» **TASK STATEMENT**: Whenever a line contains the string "crowd", copy it out of the entries.

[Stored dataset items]
◆ ◆ ◆ ◆ ◆

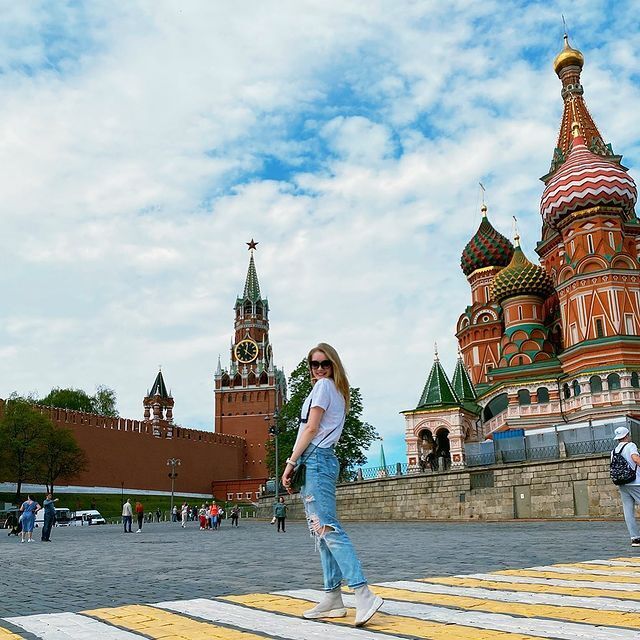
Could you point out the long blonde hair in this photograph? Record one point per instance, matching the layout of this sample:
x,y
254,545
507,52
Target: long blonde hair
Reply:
x,y
339,375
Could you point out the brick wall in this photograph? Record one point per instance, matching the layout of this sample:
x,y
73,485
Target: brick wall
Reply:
x,y
576,487
125,450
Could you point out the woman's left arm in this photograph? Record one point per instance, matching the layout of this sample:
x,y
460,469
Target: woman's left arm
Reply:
x,y
307,435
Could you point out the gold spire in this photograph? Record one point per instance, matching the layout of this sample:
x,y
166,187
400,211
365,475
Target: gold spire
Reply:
x,y
568,57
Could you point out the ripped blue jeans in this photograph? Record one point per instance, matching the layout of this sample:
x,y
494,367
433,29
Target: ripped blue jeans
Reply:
x,y
337,555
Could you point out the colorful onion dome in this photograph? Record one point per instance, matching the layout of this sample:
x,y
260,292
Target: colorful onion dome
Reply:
x,y
568,57
586,180
521,277
487,248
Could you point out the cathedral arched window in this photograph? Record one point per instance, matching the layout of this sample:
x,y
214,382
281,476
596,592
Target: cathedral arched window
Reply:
x,y
595,384
543,395
524,397
613,381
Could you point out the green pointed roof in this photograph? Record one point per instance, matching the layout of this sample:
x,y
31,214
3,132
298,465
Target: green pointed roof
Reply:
x,y
462,384
159,387
438,392
251,285
383,461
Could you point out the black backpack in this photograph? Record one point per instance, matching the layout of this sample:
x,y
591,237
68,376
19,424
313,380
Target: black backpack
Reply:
x,y
620,470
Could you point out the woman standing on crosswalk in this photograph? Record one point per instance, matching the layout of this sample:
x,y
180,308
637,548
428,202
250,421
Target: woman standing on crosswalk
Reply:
x,y
321,423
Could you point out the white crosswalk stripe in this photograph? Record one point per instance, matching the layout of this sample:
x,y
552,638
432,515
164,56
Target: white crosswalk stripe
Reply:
x,y
269,623
524,597
495,621
70,626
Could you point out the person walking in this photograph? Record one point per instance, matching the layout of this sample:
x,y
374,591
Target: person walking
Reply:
x,y
280,512
127,516
184,512
49,506
321,423
629,492
29,508
140,514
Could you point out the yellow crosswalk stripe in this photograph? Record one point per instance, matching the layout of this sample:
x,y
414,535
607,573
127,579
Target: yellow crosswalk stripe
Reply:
x,y
535,588
573,614
158,623
551,575
599,567
381,622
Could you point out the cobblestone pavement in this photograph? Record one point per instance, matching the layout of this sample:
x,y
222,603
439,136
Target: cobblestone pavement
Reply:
x,y
110,575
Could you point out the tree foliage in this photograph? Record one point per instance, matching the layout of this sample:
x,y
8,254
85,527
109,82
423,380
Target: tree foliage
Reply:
x,y
21,433
33,448
356,437
61,456
103,402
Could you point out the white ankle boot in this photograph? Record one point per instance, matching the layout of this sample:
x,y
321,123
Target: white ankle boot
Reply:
x,y
367,603
331,606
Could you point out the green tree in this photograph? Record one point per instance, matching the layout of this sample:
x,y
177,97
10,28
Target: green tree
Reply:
x,y
22,433
102,403
356,437
61,456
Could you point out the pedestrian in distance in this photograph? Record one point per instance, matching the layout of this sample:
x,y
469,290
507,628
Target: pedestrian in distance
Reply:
x,y
280,512
49,506
321,423
127,516
630,490
29,508
140,514
235,515
184,513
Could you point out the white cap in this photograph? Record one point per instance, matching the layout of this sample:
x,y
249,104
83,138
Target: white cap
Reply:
x,y
620,432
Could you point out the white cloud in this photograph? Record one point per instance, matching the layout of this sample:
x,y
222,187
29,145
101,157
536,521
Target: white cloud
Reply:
x,y
134,140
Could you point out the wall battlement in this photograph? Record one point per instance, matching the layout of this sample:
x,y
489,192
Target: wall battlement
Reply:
x,y
126,452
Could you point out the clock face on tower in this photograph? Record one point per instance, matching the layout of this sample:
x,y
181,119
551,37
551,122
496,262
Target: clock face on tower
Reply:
x,y
246,351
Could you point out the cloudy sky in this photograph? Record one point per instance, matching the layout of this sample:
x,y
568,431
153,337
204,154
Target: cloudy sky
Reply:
x,y
143,143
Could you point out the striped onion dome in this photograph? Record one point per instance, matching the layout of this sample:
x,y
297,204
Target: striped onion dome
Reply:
x,y
586,180
521,277
487,248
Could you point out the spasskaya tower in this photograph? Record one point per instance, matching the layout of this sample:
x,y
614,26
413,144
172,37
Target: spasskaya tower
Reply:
x,y
251,389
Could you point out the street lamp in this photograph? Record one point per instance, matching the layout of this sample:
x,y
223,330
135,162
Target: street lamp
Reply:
x,y
275,432
173,474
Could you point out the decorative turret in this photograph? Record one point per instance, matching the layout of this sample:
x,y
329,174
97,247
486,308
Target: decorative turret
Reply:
x,y
438,392
586,180
521,277
461,382
159,402
568,65
487,248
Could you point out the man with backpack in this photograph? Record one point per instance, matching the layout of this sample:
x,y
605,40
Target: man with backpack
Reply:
x,y
625,473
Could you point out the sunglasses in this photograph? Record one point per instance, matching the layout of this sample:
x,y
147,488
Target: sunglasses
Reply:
x,y
325,364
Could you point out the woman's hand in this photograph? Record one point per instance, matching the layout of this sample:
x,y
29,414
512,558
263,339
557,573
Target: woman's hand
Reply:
x,y
286,477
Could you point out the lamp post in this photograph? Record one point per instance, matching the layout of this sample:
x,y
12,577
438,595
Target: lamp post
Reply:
x,y
275,432
173,474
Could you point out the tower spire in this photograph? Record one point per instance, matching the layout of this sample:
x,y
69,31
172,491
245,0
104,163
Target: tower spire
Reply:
x,y
251,285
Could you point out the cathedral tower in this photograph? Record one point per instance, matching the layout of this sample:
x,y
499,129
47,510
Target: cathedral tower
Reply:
x,y
248,393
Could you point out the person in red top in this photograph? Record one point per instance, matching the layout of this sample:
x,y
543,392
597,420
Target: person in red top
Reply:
x,y
140,513
213,514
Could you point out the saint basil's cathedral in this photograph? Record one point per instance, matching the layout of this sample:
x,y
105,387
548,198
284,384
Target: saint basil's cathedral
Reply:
x,y
555,343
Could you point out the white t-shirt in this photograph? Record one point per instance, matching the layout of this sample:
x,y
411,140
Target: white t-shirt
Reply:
x,y
325,395
628,451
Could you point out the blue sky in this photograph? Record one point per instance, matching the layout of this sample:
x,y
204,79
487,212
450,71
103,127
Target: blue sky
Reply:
x,y
144,143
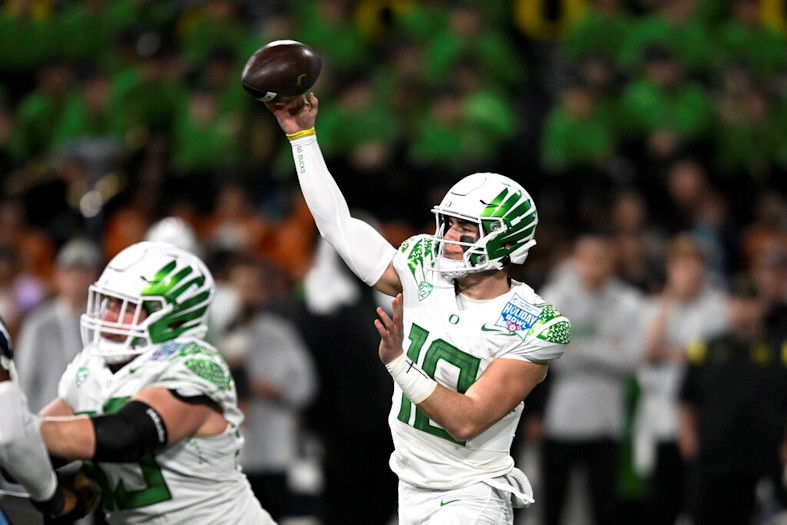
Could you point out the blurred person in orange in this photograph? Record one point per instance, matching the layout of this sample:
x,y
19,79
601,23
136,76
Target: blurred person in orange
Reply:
x,y
50,337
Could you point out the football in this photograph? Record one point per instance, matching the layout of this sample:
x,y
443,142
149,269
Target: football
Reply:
x,y
281,70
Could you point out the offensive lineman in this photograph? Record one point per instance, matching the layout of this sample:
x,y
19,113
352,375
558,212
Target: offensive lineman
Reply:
x,y
148,402
477,342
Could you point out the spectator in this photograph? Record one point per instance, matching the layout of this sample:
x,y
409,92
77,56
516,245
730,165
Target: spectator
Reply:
x,y
601,31
733,412
578,133
687,309
50,336
746,39
770,277
663,108
40,112
676,25
280,381
357,447
584,413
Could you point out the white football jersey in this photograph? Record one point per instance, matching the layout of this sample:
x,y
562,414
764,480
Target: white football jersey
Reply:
x,y
454,341
196,480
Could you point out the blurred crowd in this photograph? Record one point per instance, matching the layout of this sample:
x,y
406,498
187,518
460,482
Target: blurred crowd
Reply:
x,y
652,135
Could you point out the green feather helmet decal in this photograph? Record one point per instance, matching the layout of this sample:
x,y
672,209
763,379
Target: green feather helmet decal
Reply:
x,y
160,292
505,215
186,314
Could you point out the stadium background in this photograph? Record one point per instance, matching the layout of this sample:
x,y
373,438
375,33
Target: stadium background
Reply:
x,y
644,118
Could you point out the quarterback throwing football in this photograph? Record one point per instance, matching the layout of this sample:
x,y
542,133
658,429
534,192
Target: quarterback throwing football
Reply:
x,y
465,344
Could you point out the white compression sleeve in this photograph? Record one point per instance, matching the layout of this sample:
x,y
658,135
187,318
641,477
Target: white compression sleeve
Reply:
x,y
365,251
22,451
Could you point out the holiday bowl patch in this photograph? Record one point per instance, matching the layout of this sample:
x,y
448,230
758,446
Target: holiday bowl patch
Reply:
x,y
518,316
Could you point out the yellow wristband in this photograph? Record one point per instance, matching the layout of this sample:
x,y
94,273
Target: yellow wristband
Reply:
x,y
299,134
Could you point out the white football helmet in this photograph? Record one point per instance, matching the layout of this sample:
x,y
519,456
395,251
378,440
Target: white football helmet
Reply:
x,y
506,218
158,292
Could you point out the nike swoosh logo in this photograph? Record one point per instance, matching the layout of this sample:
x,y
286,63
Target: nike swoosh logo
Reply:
x,y
498,329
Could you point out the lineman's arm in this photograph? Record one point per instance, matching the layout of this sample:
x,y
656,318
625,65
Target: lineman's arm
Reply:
x,y
22,453
152,419
502,386
24,457
364,250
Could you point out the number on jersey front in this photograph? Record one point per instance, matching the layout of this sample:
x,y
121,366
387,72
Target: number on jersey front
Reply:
x,y
438,350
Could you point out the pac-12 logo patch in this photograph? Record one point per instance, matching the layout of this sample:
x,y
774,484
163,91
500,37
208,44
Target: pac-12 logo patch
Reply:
x,y
518,316
424,289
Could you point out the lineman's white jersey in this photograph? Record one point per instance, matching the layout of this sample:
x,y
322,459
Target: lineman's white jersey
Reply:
x,y
197,480
455,345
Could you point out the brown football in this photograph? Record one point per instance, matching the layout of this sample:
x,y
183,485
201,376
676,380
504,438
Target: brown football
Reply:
x,y
281,70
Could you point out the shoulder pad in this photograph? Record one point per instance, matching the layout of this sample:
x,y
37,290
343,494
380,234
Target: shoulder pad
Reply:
x,y
551,326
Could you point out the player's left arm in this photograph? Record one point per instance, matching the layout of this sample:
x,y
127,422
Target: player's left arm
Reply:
x,y
151,420
502,386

◆ ◆ ◆ ◆ ◆

» **SOLVED EXERCISE**:
Could you point out the blurred crowd in this photograph? Record one point per instance, matching the layout of this sample:
Target: blurred crowd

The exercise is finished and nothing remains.